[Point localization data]
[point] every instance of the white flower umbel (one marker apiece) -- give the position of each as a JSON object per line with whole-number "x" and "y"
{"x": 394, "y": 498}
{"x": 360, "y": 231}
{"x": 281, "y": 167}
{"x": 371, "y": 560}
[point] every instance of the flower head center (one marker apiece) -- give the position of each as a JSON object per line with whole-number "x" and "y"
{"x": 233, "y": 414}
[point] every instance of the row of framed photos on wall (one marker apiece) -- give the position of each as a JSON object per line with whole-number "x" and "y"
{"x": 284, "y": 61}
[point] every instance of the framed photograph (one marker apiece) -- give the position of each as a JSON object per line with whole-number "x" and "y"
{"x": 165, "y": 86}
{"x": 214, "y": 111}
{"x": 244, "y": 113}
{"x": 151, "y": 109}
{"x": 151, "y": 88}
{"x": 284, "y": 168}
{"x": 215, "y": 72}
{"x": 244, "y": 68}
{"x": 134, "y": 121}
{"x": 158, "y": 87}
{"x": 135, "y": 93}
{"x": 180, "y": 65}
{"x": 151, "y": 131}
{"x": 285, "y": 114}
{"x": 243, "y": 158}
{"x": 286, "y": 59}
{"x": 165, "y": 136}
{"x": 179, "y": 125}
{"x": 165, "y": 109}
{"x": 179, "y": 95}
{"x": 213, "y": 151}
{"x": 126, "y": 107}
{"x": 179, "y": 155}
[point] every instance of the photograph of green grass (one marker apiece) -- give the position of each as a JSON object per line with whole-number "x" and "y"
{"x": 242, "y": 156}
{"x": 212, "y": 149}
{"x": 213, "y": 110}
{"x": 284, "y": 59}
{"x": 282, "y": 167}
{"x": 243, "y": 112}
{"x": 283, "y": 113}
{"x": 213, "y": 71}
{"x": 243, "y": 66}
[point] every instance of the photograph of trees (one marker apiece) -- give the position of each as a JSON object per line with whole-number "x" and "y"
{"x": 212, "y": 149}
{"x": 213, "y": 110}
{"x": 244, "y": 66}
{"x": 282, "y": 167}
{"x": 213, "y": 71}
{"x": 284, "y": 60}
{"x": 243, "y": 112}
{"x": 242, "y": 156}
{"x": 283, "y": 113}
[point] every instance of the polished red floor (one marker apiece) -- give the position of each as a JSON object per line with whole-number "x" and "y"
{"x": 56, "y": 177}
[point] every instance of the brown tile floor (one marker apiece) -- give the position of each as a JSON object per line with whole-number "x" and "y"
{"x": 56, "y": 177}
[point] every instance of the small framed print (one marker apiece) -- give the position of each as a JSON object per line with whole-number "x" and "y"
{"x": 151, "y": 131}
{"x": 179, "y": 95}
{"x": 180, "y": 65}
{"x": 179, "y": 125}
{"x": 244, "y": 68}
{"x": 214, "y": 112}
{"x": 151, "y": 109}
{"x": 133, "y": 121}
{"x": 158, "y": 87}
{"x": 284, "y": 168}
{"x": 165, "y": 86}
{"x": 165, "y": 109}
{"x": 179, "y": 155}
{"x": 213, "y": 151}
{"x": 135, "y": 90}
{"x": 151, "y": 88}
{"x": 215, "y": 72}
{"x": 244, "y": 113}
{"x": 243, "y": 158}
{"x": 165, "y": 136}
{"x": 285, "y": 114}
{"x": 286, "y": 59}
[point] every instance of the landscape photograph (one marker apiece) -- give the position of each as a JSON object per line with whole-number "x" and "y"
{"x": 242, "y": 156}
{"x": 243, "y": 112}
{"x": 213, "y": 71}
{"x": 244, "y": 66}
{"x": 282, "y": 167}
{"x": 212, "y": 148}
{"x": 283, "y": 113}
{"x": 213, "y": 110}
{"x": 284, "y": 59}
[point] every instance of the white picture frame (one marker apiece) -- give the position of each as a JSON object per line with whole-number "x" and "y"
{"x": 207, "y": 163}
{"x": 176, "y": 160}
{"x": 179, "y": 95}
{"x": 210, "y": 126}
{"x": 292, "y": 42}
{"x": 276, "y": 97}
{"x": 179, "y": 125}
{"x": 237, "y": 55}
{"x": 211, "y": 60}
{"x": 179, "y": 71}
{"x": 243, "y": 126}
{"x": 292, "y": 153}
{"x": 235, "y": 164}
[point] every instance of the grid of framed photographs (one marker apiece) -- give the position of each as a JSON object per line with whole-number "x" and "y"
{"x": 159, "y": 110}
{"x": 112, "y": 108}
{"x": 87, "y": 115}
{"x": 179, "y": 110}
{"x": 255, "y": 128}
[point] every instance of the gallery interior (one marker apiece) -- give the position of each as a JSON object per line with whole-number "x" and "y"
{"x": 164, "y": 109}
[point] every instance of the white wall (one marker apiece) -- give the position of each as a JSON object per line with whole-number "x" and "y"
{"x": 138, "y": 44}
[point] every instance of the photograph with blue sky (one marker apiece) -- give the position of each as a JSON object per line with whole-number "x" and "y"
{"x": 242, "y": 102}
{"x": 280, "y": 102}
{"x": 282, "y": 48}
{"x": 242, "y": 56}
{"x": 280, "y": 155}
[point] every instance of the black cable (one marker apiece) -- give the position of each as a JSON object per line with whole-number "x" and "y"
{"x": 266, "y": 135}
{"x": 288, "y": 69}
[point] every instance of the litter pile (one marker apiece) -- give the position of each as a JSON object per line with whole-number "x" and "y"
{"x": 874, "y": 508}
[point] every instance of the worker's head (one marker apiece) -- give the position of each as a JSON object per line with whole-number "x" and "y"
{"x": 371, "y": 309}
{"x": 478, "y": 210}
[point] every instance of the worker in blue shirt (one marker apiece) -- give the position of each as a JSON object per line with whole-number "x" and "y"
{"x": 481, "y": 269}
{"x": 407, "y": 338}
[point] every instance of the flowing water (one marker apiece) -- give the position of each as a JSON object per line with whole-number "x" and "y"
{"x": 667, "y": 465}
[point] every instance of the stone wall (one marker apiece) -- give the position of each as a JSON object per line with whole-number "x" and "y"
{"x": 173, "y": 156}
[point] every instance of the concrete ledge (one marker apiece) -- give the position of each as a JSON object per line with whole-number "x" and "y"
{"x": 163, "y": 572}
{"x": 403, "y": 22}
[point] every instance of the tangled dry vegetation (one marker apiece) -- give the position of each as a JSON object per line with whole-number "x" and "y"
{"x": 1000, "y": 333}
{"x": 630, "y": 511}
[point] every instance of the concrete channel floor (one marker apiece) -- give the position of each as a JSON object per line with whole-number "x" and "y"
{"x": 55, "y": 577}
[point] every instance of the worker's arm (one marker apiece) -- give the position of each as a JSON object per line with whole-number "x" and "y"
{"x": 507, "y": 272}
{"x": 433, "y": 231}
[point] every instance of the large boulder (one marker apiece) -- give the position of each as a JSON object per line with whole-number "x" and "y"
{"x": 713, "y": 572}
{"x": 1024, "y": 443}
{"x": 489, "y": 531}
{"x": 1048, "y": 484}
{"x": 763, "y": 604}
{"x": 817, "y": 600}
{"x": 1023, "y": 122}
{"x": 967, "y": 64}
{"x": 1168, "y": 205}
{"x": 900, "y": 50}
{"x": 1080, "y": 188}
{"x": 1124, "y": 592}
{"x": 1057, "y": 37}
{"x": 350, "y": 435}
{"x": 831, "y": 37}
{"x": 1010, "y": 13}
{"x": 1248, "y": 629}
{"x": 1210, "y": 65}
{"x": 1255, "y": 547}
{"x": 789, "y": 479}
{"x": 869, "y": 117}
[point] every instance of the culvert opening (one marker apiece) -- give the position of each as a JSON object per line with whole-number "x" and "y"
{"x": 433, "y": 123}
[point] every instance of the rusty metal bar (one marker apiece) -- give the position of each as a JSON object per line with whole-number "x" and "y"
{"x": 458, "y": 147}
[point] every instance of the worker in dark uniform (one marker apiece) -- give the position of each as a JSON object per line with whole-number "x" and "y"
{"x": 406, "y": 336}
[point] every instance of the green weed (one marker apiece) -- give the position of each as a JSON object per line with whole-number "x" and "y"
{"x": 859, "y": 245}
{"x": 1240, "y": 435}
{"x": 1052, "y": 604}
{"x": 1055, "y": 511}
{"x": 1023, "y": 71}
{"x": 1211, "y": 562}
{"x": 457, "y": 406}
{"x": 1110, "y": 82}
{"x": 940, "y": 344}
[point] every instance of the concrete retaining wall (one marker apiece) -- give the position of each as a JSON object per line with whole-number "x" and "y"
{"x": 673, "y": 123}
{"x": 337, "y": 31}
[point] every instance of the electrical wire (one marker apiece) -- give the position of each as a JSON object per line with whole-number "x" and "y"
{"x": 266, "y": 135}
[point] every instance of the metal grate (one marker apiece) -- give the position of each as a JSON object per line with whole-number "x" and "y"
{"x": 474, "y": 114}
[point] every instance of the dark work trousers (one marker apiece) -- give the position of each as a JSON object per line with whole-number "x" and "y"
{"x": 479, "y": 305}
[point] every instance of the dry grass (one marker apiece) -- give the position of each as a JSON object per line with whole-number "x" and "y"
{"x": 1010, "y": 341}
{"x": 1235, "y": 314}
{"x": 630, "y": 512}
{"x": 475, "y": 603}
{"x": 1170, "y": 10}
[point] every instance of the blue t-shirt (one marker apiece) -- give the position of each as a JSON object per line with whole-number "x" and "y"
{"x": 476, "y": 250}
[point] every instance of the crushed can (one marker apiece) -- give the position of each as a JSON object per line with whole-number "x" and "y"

# WORK INSTRUCTION
Answer with the exact lines running from the one that contains "[point] every instance of the green" through the last line of the data. Include no other line.

# SOLUTION TO THIS EXERCISE
[point] every instance of the green weed (one marker apiece) -- give the position of each as a JSON object per line with whole-number "x" and "y"
{"x": 859, "y": 245}
{"x": 1240, "y": 435}
{"x": 1052, "y": 604}
{"x": 1055, "y": 511}
{"x": 1023, "y": 71}
{"x": 1211, "y": 562}
{"x": 457, "y": 406}
{"x": 1110, "y": 82}
{"x": 940, "y": 344}
[point] every instance of the concrete retaining wall (one marker apiece) -- give the position of each as a JSON object per line with whole-number "x" and "y"
{"x": 673, "y": 123}
{"x": 337, "y": 31}
[point] every instance of the electrical wire (one marker apiece) -- give the position of each as a JSON object per line with whole-number "x" and "y"
{"x": 266, "y": 135}
[point] every instance of the metal grate (one marker apiece) -- give the position of each as a JSON object per line with whole-number "x" and "y"
{"x": 474, "y": 114}
[point] every instance of the dark work trousers (one marker apiece) -- give the position of each as a JSON object per line with whole-number "x" and "y"
{"x": 479, "y": 305}
[point] every instance of the dry grass (one marker apiece) -- give the position of each as a JSON object per line with whole-number "x" and "y"
{"x": 1010, "y": 341}
{"x": 1235, "y": 314}
{"x": 630, "y": 512}
{"x": 475, "y": 603}
{"x": 1170, "y": 10}
[point] every instance of the blue t-shirt (one marker apiece) -- give the position of each as a JSON object per line with whole-number "x" and "y"
{"x": 476, "y": 250}
[point] every instance of the crushed can (one marker apiece) -- give the position of each as a JSON object per line with whole-number "x" and "y"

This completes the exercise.